Source extract
[start]
# Pandas
The Pandas library provides high-performance, easy-to-use data structures and analysis tools for tabular data

In [None]:
# Standard way to import the Pandas library
import pandas as pd

# Usually used together with NumPy and Matplotlib
import numpy as np
import matplotlib.pyplot as plt

In [None]:
# Create a Pandas series from array
f1 = 1
x1 = np.linspace(0, 1, 11)
y1 = np.sin(2 * np.pi * f1 * x1)

# Create a series
signal1 = pd.Series(y1, name='y1')
print(signal1) 

In [None]:
# Use timedelta to the Series
signal1.index = pd.to_timedelta(x1, unit='s')
print(signal1)

## # Select data by index value

In [None]:
# Just like a dictionary
print(signal1['0.5s'])

# Or by index position--like an array
print(signal1[5])

## Resample data

In [None]:
# Up-sampling
signal2 = signal1.resample('50ms').interpolate(method='linear')
print(signal2)

In [None]:
# Down-sampling
signal3 = signal1.resample('200ms').asfreq()
print(signal3)

## Invalid/Missing data can be easily filled with values

In [None]:
# Create invalid data
signal1[1:3] = np.NaN
print(signal1)

In [None]:
# Now fill it in with zeros
signal1 = signal1.fillna(0)
# equivalently, 
# step_counts.fillna(0., inplace=True)

print(signal1)

## Pandas DataFrame

In [None]:
# Create DataFrame from NumPy arrays
f1, f2 = 0.5, 1
x = np.linspace(0, 1, 11)
y1 = np.sin(2 * np.pi * f1 * x)
y2 = np.sin(2 * np.pi * f2 * x)

print(y1)
print(y2)
[end]
Excerpted data
[start]
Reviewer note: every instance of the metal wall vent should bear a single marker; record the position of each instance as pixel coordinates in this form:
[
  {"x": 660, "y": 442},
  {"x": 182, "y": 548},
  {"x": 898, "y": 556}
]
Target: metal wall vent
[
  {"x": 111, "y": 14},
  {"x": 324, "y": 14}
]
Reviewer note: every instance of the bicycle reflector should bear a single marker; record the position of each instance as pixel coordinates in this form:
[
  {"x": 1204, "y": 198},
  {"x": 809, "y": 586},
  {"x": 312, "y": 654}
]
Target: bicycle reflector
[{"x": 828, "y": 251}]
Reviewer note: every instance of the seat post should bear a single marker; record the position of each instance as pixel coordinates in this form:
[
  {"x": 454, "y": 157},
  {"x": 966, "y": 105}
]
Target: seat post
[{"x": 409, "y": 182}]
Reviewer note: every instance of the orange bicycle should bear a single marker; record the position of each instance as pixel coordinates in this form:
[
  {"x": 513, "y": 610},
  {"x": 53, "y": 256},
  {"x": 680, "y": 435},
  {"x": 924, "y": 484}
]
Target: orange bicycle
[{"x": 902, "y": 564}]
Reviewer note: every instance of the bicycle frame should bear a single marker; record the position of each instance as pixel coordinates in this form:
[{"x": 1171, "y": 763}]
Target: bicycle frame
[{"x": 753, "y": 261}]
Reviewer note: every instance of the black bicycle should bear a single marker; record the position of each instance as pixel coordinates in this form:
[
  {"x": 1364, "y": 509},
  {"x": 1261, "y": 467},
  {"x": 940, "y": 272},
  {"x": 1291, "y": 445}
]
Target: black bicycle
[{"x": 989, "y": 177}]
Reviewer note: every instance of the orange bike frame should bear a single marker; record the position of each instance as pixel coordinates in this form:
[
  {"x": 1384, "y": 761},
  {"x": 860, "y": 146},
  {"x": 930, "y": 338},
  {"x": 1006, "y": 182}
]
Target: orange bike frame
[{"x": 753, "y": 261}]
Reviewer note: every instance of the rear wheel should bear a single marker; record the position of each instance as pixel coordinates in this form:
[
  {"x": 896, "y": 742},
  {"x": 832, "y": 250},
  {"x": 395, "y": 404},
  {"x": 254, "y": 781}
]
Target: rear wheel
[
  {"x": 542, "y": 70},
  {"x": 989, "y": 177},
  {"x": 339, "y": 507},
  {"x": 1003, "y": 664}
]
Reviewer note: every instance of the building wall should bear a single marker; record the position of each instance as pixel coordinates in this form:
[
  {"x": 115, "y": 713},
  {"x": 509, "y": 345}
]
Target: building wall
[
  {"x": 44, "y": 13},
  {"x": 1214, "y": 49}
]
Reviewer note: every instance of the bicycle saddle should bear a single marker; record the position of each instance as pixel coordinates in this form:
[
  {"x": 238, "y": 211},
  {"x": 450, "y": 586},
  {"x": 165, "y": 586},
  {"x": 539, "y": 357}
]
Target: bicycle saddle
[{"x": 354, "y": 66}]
[end]
Task requirements
From the Pandas notebook, reproduce word for word the part starting with "print(signal3)" and going on through "signal1 = signal1.fillna(0)".

Solved problem
print(signal3)

## Invalid/Missing data can be easily filled with values

In [None]:
# Create invalid data
signal1[1:3] = np.NaN
print(signal1)

In [None]:
# Now fill it in with zeros
signal1 = signal1.fillna(0)